BEGIN Data records

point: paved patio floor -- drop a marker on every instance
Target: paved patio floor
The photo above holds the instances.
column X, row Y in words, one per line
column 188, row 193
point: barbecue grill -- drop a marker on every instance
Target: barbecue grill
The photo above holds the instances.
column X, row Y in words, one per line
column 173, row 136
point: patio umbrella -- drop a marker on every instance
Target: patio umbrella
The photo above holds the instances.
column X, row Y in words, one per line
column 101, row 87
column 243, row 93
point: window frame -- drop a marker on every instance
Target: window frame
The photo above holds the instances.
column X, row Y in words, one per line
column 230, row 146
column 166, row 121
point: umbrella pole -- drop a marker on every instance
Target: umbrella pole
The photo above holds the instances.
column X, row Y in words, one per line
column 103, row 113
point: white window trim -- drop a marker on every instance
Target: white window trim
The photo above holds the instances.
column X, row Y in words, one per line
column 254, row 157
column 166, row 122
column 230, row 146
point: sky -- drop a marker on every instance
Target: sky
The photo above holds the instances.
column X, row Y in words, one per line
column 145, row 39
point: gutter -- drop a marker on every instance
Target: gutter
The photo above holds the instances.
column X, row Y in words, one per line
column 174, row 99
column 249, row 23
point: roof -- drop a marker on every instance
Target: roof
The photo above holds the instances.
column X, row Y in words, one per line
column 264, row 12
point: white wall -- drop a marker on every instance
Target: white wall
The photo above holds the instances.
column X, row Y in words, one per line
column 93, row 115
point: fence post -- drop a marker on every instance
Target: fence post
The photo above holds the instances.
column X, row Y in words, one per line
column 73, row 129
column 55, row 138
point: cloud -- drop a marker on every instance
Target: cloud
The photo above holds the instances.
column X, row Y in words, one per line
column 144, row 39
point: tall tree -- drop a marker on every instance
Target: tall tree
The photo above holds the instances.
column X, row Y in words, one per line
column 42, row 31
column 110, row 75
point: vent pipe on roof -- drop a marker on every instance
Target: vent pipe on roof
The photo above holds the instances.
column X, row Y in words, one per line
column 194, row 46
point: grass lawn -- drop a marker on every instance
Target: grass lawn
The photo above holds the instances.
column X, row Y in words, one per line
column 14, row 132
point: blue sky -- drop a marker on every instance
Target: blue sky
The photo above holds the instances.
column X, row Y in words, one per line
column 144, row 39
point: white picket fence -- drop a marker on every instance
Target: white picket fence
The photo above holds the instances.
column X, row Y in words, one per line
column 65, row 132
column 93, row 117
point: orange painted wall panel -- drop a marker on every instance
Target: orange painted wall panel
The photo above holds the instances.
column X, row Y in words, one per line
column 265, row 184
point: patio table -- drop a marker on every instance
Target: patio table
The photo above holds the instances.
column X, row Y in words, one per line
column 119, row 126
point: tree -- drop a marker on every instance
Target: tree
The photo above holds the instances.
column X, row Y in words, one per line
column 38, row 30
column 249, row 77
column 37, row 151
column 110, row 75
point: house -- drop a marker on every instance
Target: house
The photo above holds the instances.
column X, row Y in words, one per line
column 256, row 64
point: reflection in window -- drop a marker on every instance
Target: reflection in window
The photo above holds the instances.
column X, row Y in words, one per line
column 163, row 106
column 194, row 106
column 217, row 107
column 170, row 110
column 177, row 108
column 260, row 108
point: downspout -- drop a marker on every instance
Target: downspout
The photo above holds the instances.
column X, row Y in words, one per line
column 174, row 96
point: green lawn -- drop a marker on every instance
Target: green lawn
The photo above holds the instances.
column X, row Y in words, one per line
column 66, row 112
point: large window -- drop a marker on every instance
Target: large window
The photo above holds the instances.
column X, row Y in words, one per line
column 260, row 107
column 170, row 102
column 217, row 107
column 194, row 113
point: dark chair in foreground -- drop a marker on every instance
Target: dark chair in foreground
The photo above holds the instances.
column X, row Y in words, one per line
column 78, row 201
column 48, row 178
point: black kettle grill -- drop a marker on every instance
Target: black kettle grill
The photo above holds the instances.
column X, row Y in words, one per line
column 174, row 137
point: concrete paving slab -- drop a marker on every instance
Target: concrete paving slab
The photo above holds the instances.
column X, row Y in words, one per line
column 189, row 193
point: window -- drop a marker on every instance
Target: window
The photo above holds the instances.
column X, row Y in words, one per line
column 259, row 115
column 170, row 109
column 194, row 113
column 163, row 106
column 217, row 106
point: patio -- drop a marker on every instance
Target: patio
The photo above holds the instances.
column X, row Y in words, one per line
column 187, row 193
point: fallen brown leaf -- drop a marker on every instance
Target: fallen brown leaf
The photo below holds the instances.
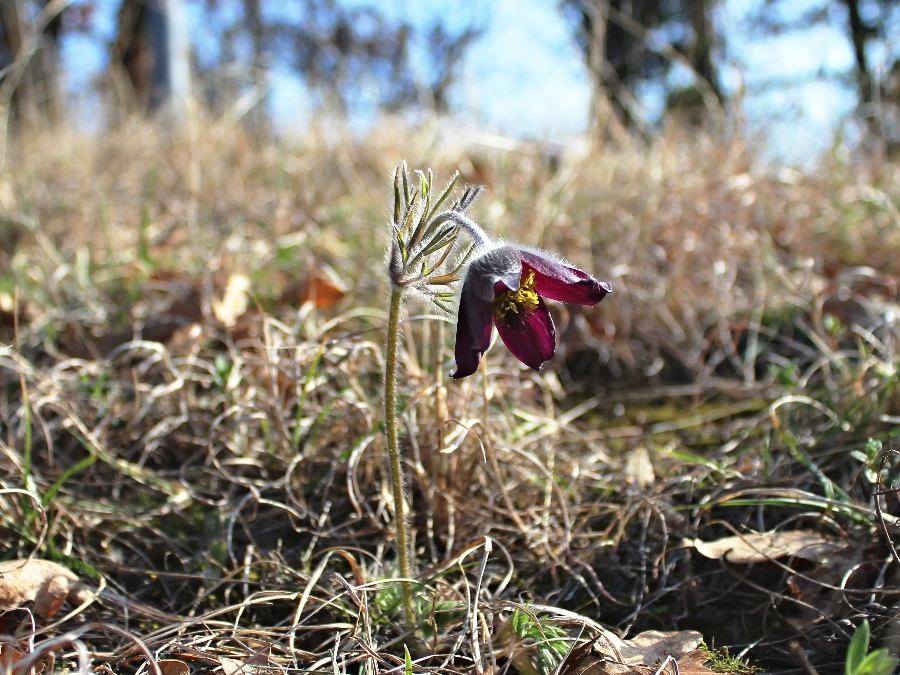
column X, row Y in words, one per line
column 639, row 468
column 44, row 582
column 652, row 646
column 173, row 667
column 322, row 287
column 235, row 301
column 640, row 655
column 761, row 546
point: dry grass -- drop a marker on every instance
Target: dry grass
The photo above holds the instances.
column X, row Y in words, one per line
column 228, row 483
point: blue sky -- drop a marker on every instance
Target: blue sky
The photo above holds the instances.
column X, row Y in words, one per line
column 525, row 78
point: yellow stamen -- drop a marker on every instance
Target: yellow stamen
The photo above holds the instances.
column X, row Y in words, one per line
column 525, row 299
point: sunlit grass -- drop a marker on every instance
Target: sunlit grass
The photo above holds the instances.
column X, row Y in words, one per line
column 227, row 478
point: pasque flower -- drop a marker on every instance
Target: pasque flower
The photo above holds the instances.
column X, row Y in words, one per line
column 505, row 287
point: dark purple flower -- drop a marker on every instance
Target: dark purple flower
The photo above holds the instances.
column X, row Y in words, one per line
column 505, row 287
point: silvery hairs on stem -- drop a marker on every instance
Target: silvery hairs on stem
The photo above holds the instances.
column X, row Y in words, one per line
column 423, row 237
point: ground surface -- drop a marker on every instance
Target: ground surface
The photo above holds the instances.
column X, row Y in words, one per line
column 190, row 410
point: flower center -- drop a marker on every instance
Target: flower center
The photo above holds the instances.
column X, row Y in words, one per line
column 520, row 302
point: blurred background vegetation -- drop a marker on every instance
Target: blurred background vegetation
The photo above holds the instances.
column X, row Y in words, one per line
column 619, row 66
column 193, row 206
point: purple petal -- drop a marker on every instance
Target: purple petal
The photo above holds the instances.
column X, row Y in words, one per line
column 530, row 337
column 473, row 330
column 562, row 282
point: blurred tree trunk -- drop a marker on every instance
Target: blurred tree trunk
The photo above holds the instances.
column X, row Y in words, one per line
column 860, row 32
column 609, row 114
column 34, row 91
column 704, row 43
column 152, row 47
column 257, row 119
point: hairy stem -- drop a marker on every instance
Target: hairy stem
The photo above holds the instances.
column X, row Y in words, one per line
column 390, row 420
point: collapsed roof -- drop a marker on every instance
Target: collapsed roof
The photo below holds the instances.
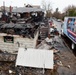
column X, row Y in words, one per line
column 26, row 9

END Data records

Your assignment
Scan the listing above, and wherever a line holds the word "tree", copy it.

Problem solution
point: tall tree -- drop a marker on every instance
Target: tall tree
point: tree -- drop a marker on every instance
Target: tree
point: blurred tree trunk -- drop a marker on every instance
Target: blurred tree trunk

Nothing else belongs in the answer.